[Supplied text]:

Skip to main content

Overview

The knowledge base currently supports three domains: DBMS, OOPs, and OS. This guide shows you how to add new topics like Networking, Data Structures, Algorithms, or any other computer science domain.

Process Overview

  1. Update taxonomy structure
  2. Add keyword matching rules
  3. Prepare raw data files
  4. Update topic detection logic
  5. Run preparation and indexing
  6. Test and validate

Step 1: Update Taxonomy

Edit source/config/taxonomy.json to add your new topic and its subtopics.

Current Structure

{
  "topics": [
    {
      "name": "DBMS",
      "subtopics": ["ER Modeling", "DBMS Architecture", ...]
    },
    {
      "name": "OOPs",
      "subtopics": ["Classes", "Objects", ...]
    },
    {
      "name": "OS",
      "subtopics": ["Processes", "Threads", ...]
    }
  ]
}

Adding a New Topic: Networking

{
  "topics": [
    {
      "name": "DBMS",
      "subtopics": ["ER Modeling", "DBMS Architecture", ...]
    },
    {
      "name": "OOPs",
      "subtopics": ["Classes", "Objects", ...]
    },
    {
      "name": "OS",
      "subtopics": ["Processes", "Threads", ...]
    },
    {
      "name": "Networking",
      "subtopics": [
        "OSI Model",
        "TCP/IP",
        "HTTP/HTTPS",
        "DNS",
        "Routing",
        "Network Security",
        "Network Protocols",
        "Socket Programming",
        "Load Balancing",
        "CDN"
      ]
    }
  ]
}

Subtopic Organization Best Practices

  • Start broad, then specific: Begin with foundational concepts, then add specialized topics
  • Aim for 8-15 subtopics: Too few limits organization; too many creates confusion
  • Use clear, standard terminology: Stick to industry-standard names
  • Avoid overlap: Each subtopic should be distinct
  • Consider difficulty progression: Organize from beginner to advanced when possible

Step 2: Add Keyword Rules

Edit source/config/topic_rules.json to define how questions map to subtopics.

Rule Structure

{
  "keywords": ["list", "of", "keywords"],
  "topic": "TopicName",
  "subtopic": "Subtopic Name"
}

Example: Networking Rules

Add these rules to the existing array in topic_rules.json:
[
  {
    "keywords": [
      "osi model",
      "osi",
      "seven layers",
      "application layer",
      "presentation layer",
      "session layer",
      "transport layer",
      "network layer",
      "data link layer",
      "physical layer"
    ],
    "topic": "Networking",
    "subtopic": "OSI Model"

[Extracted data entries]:
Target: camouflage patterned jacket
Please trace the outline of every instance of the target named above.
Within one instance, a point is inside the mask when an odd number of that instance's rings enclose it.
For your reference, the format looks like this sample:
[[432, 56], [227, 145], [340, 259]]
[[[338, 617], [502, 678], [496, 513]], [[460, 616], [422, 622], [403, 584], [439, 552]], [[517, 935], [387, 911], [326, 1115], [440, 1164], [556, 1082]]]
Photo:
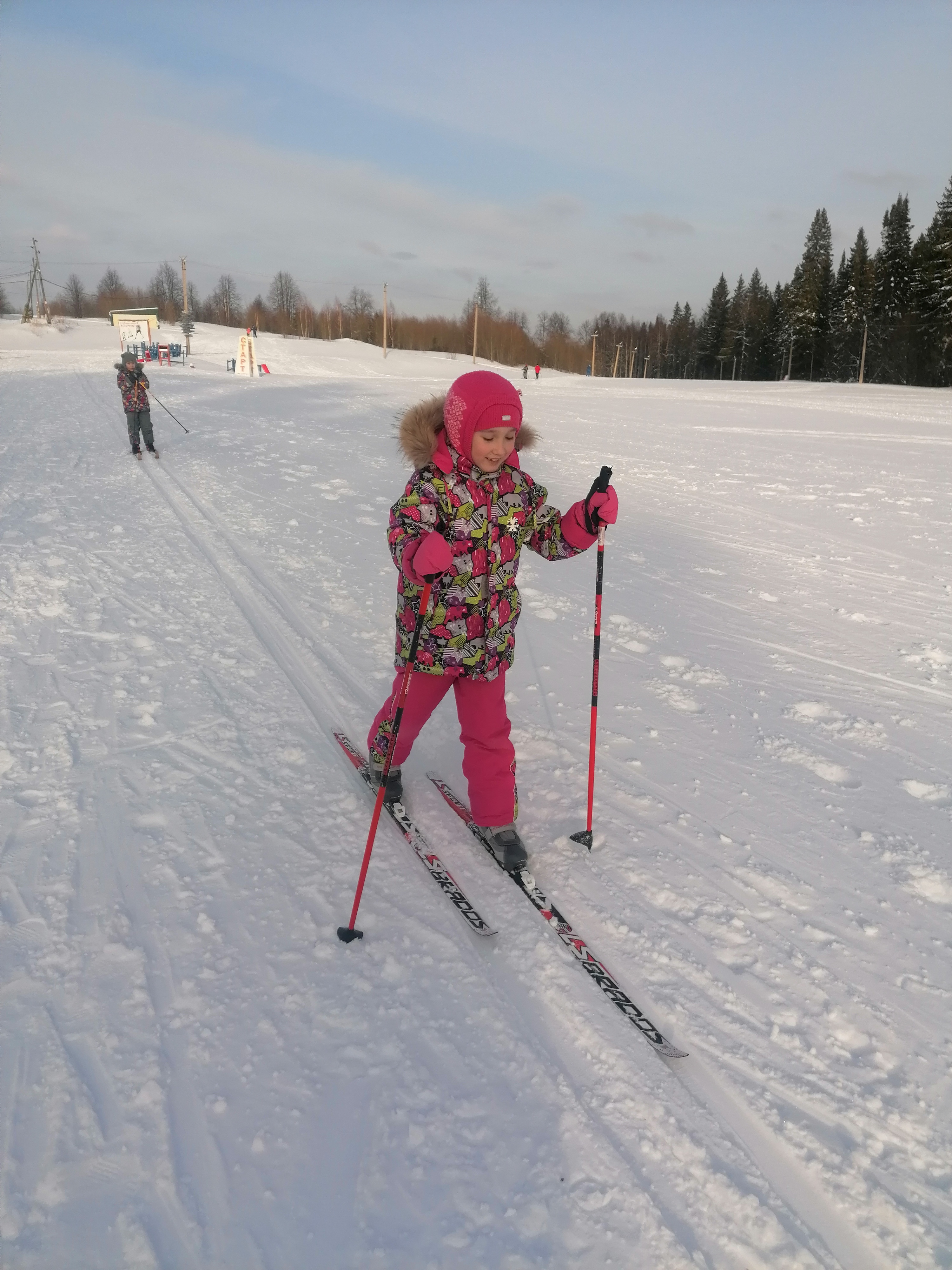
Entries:
[[[402, 572], [404, 551], [435, 530], [449, 544], [453, 566], [433, 587], [415, 669], [495, 679], [515, 654], [519, 552], [526, 546], [546, 560], [565, 560], [579, 549], [562, 537], [561, 513], [547, 505], [546, 490], [518, 458], [487, 476], [444, 442], [452, 471], [443, 472], [432, 461], [442, 424], [442, 398], [414, 406], [400, 423], [401, 450], [416, 471], [390, 509], [390, 552], [401, 570], [393, 664], [406, 665], [423, 593]], [[534, 439], [523, 424], [518, 447]]]
[[116, 382], [119, 385], [119, 392], [122, 392], [122, 409], [126, 414], [147, 410], [149, 394], [146, 389], [149, 387], [149, 380], [145, 376], [145, 371], [140, 375], [129, 375], [122, 362], [116, 363], [116, 370], [119, 372], [116, 376]]

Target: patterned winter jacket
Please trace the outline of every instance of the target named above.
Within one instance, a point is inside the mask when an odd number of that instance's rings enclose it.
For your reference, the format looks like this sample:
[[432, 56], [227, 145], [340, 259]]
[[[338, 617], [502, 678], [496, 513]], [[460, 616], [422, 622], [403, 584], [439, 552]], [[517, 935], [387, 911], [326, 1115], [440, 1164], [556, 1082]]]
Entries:
[[149, 380], [145, 372], [141, 372], [138, 376], [129, 375], [122, 362], [116, 363], [116, 370], [119, 372], [116, 376], [116, 382], [119, 385], [119, 392], [122, 392], [122, 409], [126, 414], [147, 410], [149, 394], [146, 389], [149, 387]]
[[[415, 669], [495, 679], [515, 654], [519, 552], [527, 546], [546, 560], [565, 560], [579, 550], [562, 537], [561, 513], [546, 504], [546, 490], [520, 467], [504, 464], [487, 476], [446, 442], [452, 471], [444, 474], [432, 461], [442, 427], [443, 398], [413, 406], [400, 423], [400, 447], [416, 471], [390, 509], [390, 552], [400, 569], [393, 664], [406, 665], [423, 593], [402, 572], [404, 551], [435, 530], [449, 542], [453, 565], [433, 587]], [[534, 439], [523, 424], [518, 447]]]

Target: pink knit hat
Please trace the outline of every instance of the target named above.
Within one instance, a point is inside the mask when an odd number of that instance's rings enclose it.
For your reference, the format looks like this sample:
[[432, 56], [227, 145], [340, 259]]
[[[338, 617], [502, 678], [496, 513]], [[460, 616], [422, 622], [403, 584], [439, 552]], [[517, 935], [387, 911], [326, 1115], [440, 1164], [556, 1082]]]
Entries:
[[470, 371], [454, 380], [443, 403], [447, 436], [463, 458], [472, 458], [472, 436], [490, 428], [522, 427], [522, 398], [494, 371]]

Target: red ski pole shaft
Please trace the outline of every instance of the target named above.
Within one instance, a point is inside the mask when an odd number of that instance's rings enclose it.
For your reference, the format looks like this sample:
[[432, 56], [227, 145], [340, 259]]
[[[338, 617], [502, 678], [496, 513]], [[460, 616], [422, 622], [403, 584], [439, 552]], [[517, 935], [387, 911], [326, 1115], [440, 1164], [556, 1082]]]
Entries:
[[589, 808], [585, 820], [588, 847], [592, 850], [592, 812], [595, 805], [595, 733], [598, 730], [598, 663], [602, 653], [602, 575], [605, 561], [605, 527], [598, 527], [598, 564], [595, 566], [595, 644], [592, 660], [592, 724], [589, 728]]
[[363, 931], [354, 928], [357, 923], [357, 911], [360, 907], [360, 897], [363, 895], [363, 884], [367, 880], [367, 870], [371, 864], [371, 852], [373, 851], [373, 839], [377, 836], [377, 826], [380, 824], [380, 814], [383, 810], [383, 796], [387, 792], [387, 777], [390, 776], [390, 767], [393, 762], [393, 751], [396, 749], [396, 740], [400, 734], [400, 723], [404, 718], [404, 706], [406, 705], [406, 695], [410, 691], [410, 676], [413, 674], [414, 662], [416, 660], [416, 649], [420, 643], [420, 636], [423, 635], [423, 627], [426, 621], [426, 610], [430, 603], [430, 592], [433, 591], [433, 578], [428, 579], [426, 585], [423, 588], [423, 594], [420, 596], [420, 611], [416, 615], [416, 626], [414, 627], [414, 638], [410, 641], [410, 653], [406, 658], [406, 667], [404, 668], [404, 678], [400, 681], [400, 692], [396, 700], [396, 710], [393, 711], [393, 726], [390, 732], [390, 744], [387, 745], [387, 757], [383, 762], [383, 775], [381, 776], [380, 789], [377, 790], [377, 801], [373, 804], [373, 818], [371, 819], [371, 831], [367, 834], [367, 846], [363, 848], [363, 861], [360, 864], [360, 876], [357, 879], [357, 892], [354, 893], [354, 907], [350, 911], [350, 921], [347, 926], [338, 927], [338, 939], [343, 940], [344, 944], [349, 944], [352, 940], [363, 939]]

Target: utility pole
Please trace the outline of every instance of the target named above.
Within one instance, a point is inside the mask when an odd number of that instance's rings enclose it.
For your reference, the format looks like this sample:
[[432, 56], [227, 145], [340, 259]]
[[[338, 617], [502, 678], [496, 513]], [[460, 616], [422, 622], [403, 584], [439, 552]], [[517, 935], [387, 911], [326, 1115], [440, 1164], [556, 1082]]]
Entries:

[To be done]:
• a. Answer these questions from the guide on adding new topics:
(i) Which three domains does the knowledge base currently support?
(ii) Which file is edited to add a new topic and its subtopics?
(iii) How many subtopics does the guide recommend aiming for?
• b. Reproduce verbatim the portion of the guide on adding new topics from "1. Update taxonomy" up to and including "and its subtopics.".

[Outputs by task]:
• a.
(i) DBMS, OOPs, and OS.
(ii) source/config/taxonomy.json
(iii) 8-15 subtopics.

• b.
1. Update taxonomy structure
  2. Add keyword matching rules
  3. Prepare raw data files
  4. Update topic detection logic
  5. Run preparation and indexing
  6. Test and validate

Step 1: Update Taxonomy

Edit source/config/taxonomy.json to add your new topic and its subtopics.